**INPUT**.

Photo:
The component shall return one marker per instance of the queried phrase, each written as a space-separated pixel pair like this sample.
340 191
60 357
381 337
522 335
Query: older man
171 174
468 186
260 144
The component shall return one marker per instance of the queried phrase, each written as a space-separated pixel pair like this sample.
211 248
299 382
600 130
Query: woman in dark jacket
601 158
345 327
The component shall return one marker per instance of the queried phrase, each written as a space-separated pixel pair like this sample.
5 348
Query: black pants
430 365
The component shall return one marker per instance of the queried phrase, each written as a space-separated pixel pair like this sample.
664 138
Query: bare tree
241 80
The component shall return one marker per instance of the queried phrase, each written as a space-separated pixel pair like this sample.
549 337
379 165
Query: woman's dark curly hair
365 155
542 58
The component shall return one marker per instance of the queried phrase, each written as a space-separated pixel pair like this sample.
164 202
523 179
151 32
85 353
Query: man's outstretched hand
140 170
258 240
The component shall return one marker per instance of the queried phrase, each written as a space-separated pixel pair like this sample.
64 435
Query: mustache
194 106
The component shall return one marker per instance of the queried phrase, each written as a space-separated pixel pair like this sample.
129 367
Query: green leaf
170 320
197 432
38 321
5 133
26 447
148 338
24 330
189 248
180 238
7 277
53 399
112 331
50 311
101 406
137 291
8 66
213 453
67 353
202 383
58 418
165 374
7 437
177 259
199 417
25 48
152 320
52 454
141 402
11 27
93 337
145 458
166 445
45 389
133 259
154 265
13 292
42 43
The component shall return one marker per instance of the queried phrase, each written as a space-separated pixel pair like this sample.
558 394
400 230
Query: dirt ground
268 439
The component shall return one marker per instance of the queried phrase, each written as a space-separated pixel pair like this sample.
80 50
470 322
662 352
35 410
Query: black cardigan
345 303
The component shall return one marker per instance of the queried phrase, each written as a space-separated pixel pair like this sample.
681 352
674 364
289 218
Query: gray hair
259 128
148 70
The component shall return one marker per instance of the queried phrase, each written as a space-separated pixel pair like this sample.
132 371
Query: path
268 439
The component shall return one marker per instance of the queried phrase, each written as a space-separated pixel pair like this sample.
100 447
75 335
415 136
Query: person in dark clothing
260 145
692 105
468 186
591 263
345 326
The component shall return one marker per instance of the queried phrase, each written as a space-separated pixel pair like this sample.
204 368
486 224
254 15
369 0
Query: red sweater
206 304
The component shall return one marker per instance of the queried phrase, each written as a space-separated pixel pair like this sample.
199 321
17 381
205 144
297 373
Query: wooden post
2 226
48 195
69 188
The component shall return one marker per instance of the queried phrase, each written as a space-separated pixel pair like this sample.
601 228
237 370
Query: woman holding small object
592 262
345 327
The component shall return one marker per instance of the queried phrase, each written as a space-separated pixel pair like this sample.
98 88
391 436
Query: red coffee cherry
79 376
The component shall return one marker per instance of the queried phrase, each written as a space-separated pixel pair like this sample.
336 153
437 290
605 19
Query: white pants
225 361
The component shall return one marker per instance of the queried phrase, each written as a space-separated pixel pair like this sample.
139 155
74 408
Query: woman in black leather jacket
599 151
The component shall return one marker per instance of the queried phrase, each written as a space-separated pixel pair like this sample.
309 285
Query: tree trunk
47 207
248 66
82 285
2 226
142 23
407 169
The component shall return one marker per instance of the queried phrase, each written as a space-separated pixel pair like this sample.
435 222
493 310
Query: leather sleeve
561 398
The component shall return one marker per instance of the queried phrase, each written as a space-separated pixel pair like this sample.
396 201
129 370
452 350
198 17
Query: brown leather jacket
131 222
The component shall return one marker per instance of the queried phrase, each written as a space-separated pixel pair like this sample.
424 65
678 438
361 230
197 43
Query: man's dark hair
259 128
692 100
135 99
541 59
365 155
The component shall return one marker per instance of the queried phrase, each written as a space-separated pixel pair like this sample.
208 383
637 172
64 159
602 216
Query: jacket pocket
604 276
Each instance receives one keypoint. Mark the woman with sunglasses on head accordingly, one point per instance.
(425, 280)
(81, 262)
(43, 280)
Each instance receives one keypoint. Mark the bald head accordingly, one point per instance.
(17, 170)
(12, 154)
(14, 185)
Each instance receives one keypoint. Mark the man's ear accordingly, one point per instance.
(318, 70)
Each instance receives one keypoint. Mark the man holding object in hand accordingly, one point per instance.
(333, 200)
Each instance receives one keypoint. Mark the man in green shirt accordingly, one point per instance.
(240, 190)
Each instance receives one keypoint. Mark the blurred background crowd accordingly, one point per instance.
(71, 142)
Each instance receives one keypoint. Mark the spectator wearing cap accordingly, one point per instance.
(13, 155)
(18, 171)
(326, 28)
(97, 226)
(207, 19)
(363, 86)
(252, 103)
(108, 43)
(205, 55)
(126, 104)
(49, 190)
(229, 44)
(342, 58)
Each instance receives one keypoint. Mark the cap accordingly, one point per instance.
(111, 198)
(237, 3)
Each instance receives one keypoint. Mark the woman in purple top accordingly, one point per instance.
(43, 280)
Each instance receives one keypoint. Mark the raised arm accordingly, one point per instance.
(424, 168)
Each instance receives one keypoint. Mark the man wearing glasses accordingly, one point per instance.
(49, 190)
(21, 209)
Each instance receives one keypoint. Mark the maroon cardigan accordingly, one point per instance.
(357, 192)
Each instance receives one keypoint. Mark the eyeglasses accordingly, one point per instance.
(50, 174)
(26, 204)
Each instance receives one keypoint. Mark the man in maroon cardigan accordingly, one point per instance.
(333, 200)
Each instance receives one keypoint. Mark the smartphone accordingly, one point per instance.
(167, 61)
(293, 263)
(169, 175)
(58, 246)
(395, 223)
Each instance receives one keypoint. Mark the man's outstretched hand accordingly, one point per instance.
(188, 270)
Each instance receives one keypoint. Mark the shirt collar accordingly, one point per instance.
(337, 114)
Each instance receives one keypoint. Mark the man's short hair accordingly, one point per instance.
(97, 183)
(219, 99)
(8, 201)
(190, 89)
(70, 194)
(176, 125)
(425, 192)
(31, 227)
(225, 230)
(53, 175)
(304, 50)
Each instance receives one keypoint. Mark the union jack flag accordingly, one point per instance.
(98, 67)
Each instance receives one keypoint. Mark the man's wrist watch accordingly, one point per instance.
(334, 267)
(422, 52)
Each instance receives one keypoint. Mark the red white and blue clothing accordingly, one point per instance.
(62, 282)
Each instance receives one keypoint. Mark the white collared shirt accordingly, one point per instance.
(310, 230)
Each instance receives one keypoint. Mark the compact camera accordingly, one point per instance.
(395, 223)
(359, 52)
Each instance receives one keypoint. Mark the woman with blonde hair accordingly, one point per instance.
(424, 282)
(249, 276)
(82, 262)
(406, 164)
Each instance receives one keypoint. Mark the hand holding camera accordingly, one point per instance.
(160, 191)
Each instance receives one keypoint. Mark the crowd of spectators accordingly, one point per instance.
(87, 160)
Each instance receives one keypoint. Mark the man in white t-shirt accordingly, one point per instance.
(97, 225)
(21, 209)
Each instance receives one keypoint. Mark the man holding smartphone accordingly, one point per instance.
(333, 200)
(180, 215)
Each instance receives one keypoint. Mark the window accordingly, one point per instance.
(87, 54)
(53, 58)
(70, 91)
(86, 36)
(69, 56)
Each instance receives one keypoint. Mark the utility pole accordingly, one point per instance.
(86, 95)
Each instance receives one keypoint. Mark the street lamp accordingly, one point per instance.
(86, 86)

**REQUIRED ACTION**.
Write out the listing exactly, keeping every character.

**FINISHED EXERCISE**.
Photo:
The component shall return one marker per instance of the queried phrase, each written as a space-separated pixel pair like this sample.
340 191
60 357
381 337
522 335
Query: older man
171 174
468 186
260 144
The component shall return one marker per instance of the queried phrase, each written as a space-separated pixel pair like this sample.
211 248
299 382
600 130
Query: woman in dark jacket
601 158
345 327
The component shall return one marker per instance of the queried phrase, each written as a space-separated pixel pair like this sample.
5 348
Query: black pants
430 365
The component shall return one marker per instance of the queried phrase, each written as a space-separated pixel pair like this sample.
664 138
Query: bare tree
241 80
The component shall return one marker per instance of the queried phrase, each written as a space-separated pixel pair like this sample.
549 337
379 165
Query: woman's dark curly hair
365 155
542 58
The component shall return one marker per instance of the queried phrase, each written as a space-separated pixel pair like this sample.
164 202
523 179
151 32
85 353
Query: man's outstretched hand
140 170
258 240
The component shall return one marker per instance of the queried phrase, each written as a space-separated pixel pair like this sample.
64 435
Query: mustache
194 106
The component shall return one marker per instance of the queried phrase, each written as a space-separated pixel pair like this sample.
129 367
Query: green leaf
170 320
197 432
38 321
5 133
26 447
148 338
24 330
189 248
180 238
7 277
53 399
112 331
50 311
101 406
137 291
8 66
213 453
67 353
202 383
58 418
165 374
7 437
177 259
199 417
25 48
152 320
52 454
141 402
11 27
93 337
145 458
166 445
45 389
133 259
154 265
13 292
42 43
The component shall return one marker per instance of the queried phrase, each written as a space-separated pixel pair like this sample.
558 394
400 230
Query: dirt ground
268 439
The component shall return one marker per instance of the queried phrase, each written as a space-separated pixel pair like this sample.
80 50
470 322
662 352
35 410
Query: black cardigan
345 303
The component shall return one marker per instance of the queried phrase, each written as a space-separated pixel pair like this sample.
681 352
674 364
289 218
Query: gray hair
259 128
148 70
The component shall return one marker per instance of the queried phrase, each written as a space-separated pixel pair like this sample.
132 371
Query: path
268 439
The component shall return one marker per instance of the queried phrase, each written as a space-separated pixel pair like this sample.
100 447
75 335
415 136
Query: person in dark clothing
260 145
692 105
468 186
591 263
345 326
The component shall return one marker per instance of the queried phrase, each written as a space-separated pixel pair like this sample.
204 368
486 224
254 15
369 0
Query: red sweater
206 304
The component shall return one marker per instance of the queried phrase, each written as a space-separated pixel pair like this sample.
199 321
17 381
205 144
297 373
Query: wooden post
2 226
48 195
69 188
The component shall return one marker per instance of the queried phrase, each written as a space-separated pixel pair like this sample.
601 228
237 370
Query: woman holding small object
592 262
345 327
The component shall return one marker per instance of the queried phrase, each written as a space-separated pixel pair like this sample.
98 88
391 436
Query: red coffee cherry
79 376
The component shall return one marker per instance of the queried phrase, each written as a space-separated pixel pair like this sample.
336 153
437 290
605 19
Query: white pants
225 361
The component shall return one marker per instance of the queried phrase, each written as a space-separated pixel pair like this sample.
139 155
74 408
Query: woman in black leather jacket
599 151
The component shall return one marker per instance of the queried phrase, each written as a space-separated pixel pair like this sample.
309 285
Query: tree trunk
47 207
248 66
82 285
2 226
142 23
407 169
The component shall return one marker per instance of the queried phrase, each written as a space-separated pixel pair like this sample.
435 222
493 310
Query: leather sleeve
561 398
The component shall return one marker per instance of the queried phrase, each written as a space-separated pixel pair like this sample.
396 201
129 370
452 350
198 17
Query: brown leather jacket
131 222
The component shall return one marker per instance of the queried phrase, each written as a space-separated pixel pair like this sample.
424 65
678 438
361 230
197 43
Query: man's dark hair
259 128
692 100
135 99
541 59
365 155
The component shall return one marker per instance of the queried phrase, each written as a space-separated pixel pair like this sample.
208 383
637 172
64 159
602 216
Query: jacket pocket
604 276
Each instance receives one keypoint. Mark the woman with sunglasses on head accordingly, one point per instance.
(425, 280)
(81, 262)
(43, 280)
Each instance receives one keypoint. Mark the bald head accordingly, one point per instance.
(17, 170)
(12, 154)
(14, 185)
Each instance receives one keypoint. Mark the man's ear accordingly, one point per instance.
(318, 70)
Each instance receives one keypoint. Mark the man holding object in hand accordingly, one point per instance.
(333, 200)
Each instance receives one keypoint. Mark the man in green shirt accordingly, one point per instance.
(240, 190)
Each instance receives one keypoint. Mark the blurred background crowd accordingly, one point per instance.
(71, 142)
Each instance receives one keypoint. Mark the spectator wearing cap accordingly, one point per instance.
(13, 155)
(18, 171)
(326, 28)
(97, 226)
(207, 19)
(363, 86)
(252, 103)
(108, 43)
(205, 55)
(126, 104)
(49, 190)
(229, 44)
(342, 58)
Each instance receives one keypoint. Mark the cap accordingly, one point per instance.
(111, 198)
(237, 3)
Each instance receives one keypoint. Mark the woman in purple top accordingly, one point per instance.
(43, 280)
Each instance receives one keypoint. Mark the raised arm accordingly, one point per instance.
(424, 168)
Each instance receives one keypoint. Mark the man wearing glasses accordingly, one point per instance.
(49, 190)
(21, 209)
Each instance receives one keypoint. Mark the maroon cardigan accordingly, one point per instance.
(357, 192)
Each instance receives one keypoint. Mark the eyeglasses accordingly, one point per instance.
(50, 174)
(26, 204)
Each instance receives one keypoint. Mark the man in maroon cardigan accordingly, one point per instance.
(333, 200)
Each instance receives one keypoint. Mark the smartphone accordingly, one point per instance.
(167, 61)
(293, 263)
(169, 175)
(58, 246)
(395, 223)
Each instance receives one keypoint. Mark the man's outstretched hand accordingly, one point per instance.
(188, 270)
Each instance receives one keypoint. Mark the shirt collar accordingly, one point per instance.
(337, 114)
Each instance receives one keypoint. Mark the man's short hair accordingly, one point per instance.
(97, 183)
(219, 99)
(8, 201)
(190, 89)
(70, 194)
(176, 125)
(425, 192)
(31, 227)
(225, 230)
(53, 175)
(304, 50)
Each instance receives one keypoint. Mark the union jack flag accordingly, one point per instance.
(98, 67)
Each instance receives one keypoint. Mark the man's wrist watch accordingly, one point per instance.
(334, 267)
(422, 52)
Each instance receives one keypoint. Mark the red white and blue clothing accordingly, one point per instance.
(62, 282)
Each instance receives one keypoint. Mark the white collared shirt accordingly, one point per instance.
(310, 230)
Each instance receives one keypoint. Mark the compact camera accordingly, one point per instance.
(395, 223)
(359, 52)
Each instance receives one keypoint. Mark the woman with blonde hair accordingly, one point per instance.
(424, 282)
(249, 276)
(82, 262)
(406, 164)
Each instance receives one keypoint. Mark the hand holding camera accordingly, one point per instance.
(160, 191)
Each instance receives one keypoint. Mark the crowd of spectators accordingly, one point per instance.
(87, 160)
Each instance receives one keypoint. Mark the man in white t-shirt accordingly, one point per instance.
(97, 225)
(21, 209)
Each instance receives one keypoint. Mark the man holding smartphone accordingly, one point per instance.
(333, 200)
(180, 215)
Each instance receives one keypoint. Mark the window accordingly, one point per instance.
(87, 54)
(53, 58)
(70, 91)
(86, 36)
(69, 56)
Each instance receives one keypoint. Mark the utility pole accordingly, one point per instance.
(86, 95)
Each instance receives one keypoint. Mark the street lamp accordingly, one point per instance.
(86, 86)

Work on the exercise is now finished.